TEXT:
□ □ □ □
By Joseph Logan and Stephanie Nebehay
TRIPOLI/GENEVA (Reuters) - The United Nations is negotiating with Libya's government, rebels and NATO to stop fighting for up to three days to allow food and medical supplies to reach civilians, its envoy said Wednesday.
In a separate development, a Tunisian security source said Libyan leader Muammar Gaddafi's daughter Aisha and her mother Safia had crossed into Tunisia four days ago and were still on its southern island of Djerba.
The purpose of their trip was not clear.
Besides the proposed cease-fire, Panos Moumtzis, U.N. humanitarian coordinator for Libya, said he would also seek security guarantees for U.N. aid workers to reach the rebel-held city of Misrata and the Western Mountains in talks with authorities in the Libyan capital Friday.
Misrata is a key battleground in the three-month-old war in which rebels fighting to topple Gaddafi have seized control of the oil-producing east of the country, aided by a NATO bombing campaign to enforce a U.N. mandate to protect civilians.
The war is deadlocked on its main front but fighting flared again in the besieged port city in western Libya and seven people were killed, most of them rebel fighters, in clashes on Tuesday with government forces, a hospital doctor said.
Moumtzis said the pause could last one to three days. While not a formal cease-fire, it would help evacuate migrants, wounded and others wishing to leave areas riddled by fighting.
"The humanitarian pause is driven by humanitarian principles and the need to be able to provide urgently needed life-saving assistance to the civilian population," he told a news conference, declining to give a target start date for the pause.
A NATO official said the trans-atlantic alliance would cooperate with the United Nations over humanitarian aid.
□ □ □ □
DATA EXTRACTS:
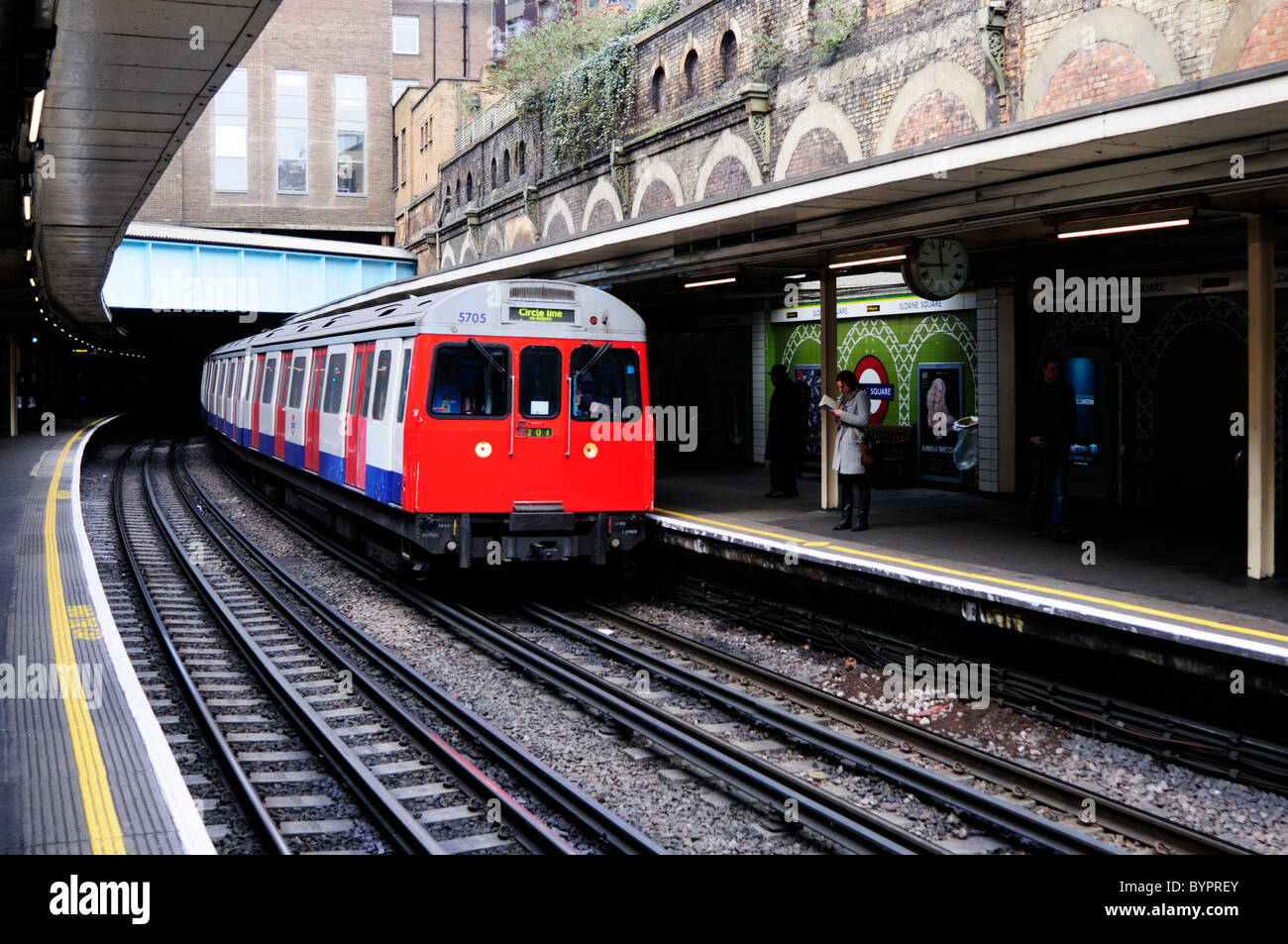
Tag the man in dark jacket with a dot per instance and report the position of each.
(1047, 426)
(784, 438)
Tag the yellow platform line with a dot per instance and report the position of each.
(104, 828)
(988, 578)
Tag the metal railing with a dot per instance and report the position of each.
(483, 124)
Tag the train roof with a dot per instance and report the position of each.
(522, 307)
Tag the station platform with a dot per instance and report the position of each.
(84, 764)
(977, 554)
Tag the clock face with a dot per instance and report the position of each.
(938, 269)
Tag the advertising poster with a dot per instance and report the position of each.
(809, 380)
(939, 403)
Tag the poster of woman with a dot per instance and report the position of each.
(939, 404)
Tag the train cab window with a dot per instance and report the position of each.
(402, 389)
(269, 372)
(334, 384)
(603, 378)
(381, 394)
(471, 380)
(297, 369)
(540, 384)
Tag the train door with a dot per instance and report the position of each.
(283, 387)
(540, 426)
(292, 421)
(397, 463)
(380, 420)
(266, 404)
(333, 419)
(254, 400)
(356, 428)
(312, 420)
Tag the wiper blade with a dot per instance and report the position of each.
(487, 356)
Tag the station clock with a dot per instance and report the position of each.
(936, 268)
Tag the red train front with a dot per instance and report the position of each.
(510, 420)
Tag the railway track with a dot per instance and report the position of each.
(902, 739)
(1205, 747)
(320, 756)
(838, 822)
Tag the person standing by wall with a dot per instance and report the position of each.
(1047, 423)
(784, 441)
(851, 416)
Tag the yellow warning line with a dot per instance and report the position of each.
□ □ □ □
YOUR TASK: Copy the passage of the Libya article from "In a separate" up to and including "to protect civilians.".

YOUR RESPONSE:
In a separate development, a Tunisian security source said Libyan leader Muammar Gaddafi's daughter Aisha and her mother Safia had crossed into Tunisia four days ago and were still on its southern island of Djerba.
The purpose of their trip was not clear.
Besides the proposed cease-fire, Panos Moumtzis, U.N. humanitarian coordinator for Libya, said he would also seek security guarantees for U.N. aid workers to reach the rebel-held city of Misrata and the Western Mountains in talks with authorities in the Libyan capital Friday.
Misrata is a key battleground in the three-month-old war in which rebels fighting to topple Gaddafi have seized control of the oil-producing east of the country, aided by a NATO bombing campaign to enforce a U.N. mandate to protect civilians.